> **What to produce**
Reproduce the entries from the line with "mark the region of every instance of the long" up to and including the line with "43], [11, 56]]", requests included, adding 136 to every coordinate value in the answers.

[BEGIN Data lines]

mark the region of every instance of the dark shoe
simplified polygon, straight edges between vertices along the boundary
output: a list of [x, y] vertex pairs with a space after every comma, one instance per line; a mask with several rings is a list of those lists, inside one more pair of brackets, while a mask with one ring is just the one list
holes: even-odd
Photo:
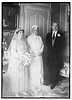
[[52, 84], [52, 85], [51, 85], [51, 87], [50, 87], [50, 89], [54, 89], [54, 87], [55, 87], [55, 85], [54, 85], [54, 84]]

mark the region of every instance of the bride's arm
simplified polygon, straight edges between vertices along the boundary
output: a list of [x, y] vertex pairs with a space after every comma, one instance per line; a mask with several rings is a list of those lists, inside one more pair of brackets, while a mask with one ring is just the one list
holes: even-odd
[[19, 54], [17, 53], [17, 42], [16, 40], [13, 40], [11, 43], [11, 56], [15, 56], [16, 58], [19, 57]]

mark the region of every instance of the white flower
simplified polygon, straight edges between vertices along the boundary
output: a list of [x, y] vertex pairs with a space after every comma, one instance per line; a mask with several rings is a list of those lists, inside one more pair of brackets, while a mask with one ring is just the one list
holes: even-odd
[[61, 35], [58, 33], [58, 36], [60, 37]]

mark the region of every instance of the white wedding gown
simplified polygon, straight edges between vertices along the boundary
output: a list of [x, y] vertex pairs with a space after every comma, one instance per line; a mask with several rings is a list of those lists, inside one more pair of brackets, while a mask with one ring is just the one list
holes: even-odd
[[16, 39], [12, 41], [8, 74], [10, 78], [10, 88], [14, 93], [23, 92], [28, 89], [28, 66], [24, 66], [20, 59], [26, 52], [27, 46], [25, 43], [21, 44]]

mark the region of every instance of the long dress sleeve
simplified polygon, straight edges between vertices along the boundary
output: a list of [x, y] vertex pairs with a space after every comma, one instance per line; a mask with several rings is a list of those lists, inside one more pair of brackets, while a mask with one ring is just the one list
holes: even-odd
[[14, 56], [15, 58], [18, 58], [19, 55], [17, 53], [17, 43], [16, 40], [13, 40], [11, 43], [11, 56]]

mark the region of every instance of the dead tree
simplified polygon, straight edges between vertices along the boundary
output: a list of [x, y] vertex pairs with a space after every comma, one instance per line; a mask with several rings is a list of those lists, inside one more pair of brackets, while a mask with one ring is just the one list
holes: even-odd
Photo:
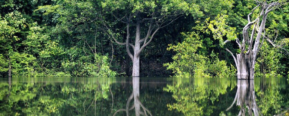
[[256, 102], [254, 80], [238, 80], [237, 86], [237, 92], [233, 103], [226, 110], [226, 111], [228, 111], [231, 108], [237, 100], [237, 105], [240, 106], [238, 116], [245, 115], [246, 108], [244, 107], [244, 105], [248, 108], [248, 114], [249, 115], [253, 115], [252, 112], [253, 110], [254, 115], [259, 116], [259, 115], [261, 115], [261, 116], [263, 116]]
[[[248, 23], [244, 27], [243, 30], [243, 39], [240, 41], [237, 38], [236, 42], [241, 50], [240, 54], [236, 57], [228, 49], [228, 51], [233, 56], [237, 68], [237, 76], [239, 79], [254, 79], [254, 69], [256, 58], [260, 51], [265, 39], [273, 46], [276, 47], [270, 39], [266, 36], [265, 24], [268, 13], [282, 5], [288, 3], [288, 0], [279, 0], [268, 3], [265, 0], [257, 2], [259, 4], [252, 10], [248, 15]], [[257, 17], [252, 21], [250, 17], [255, 10], [259, 8], [260, 11]], [[253, 26], [250, 35], [248, 30]], [[257, 36], [255, 35], [257, 34]], [[261, 38], [263, 37], [261, 40]], [[225, 43], [230, 41], [227, 40]]]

[END Data lines]

> **Solution for this problem**
mark the region of every instance of the long dress sleeve
simplified polygon, straight edges between vertices along the boundary
output: a list of [x, y] vertex pairs with a space after every comma, one instance per line; a mask with several rings is a list of those lists, inside one more pair of brackets, while a mask with one ring is just the one list
holes: even-odd
[[150, 192], [151, 194], [154, 194], [155, 191], [153, 189], [153, 179], [152, 176], [149, 176], [147, 179], [147, 192]]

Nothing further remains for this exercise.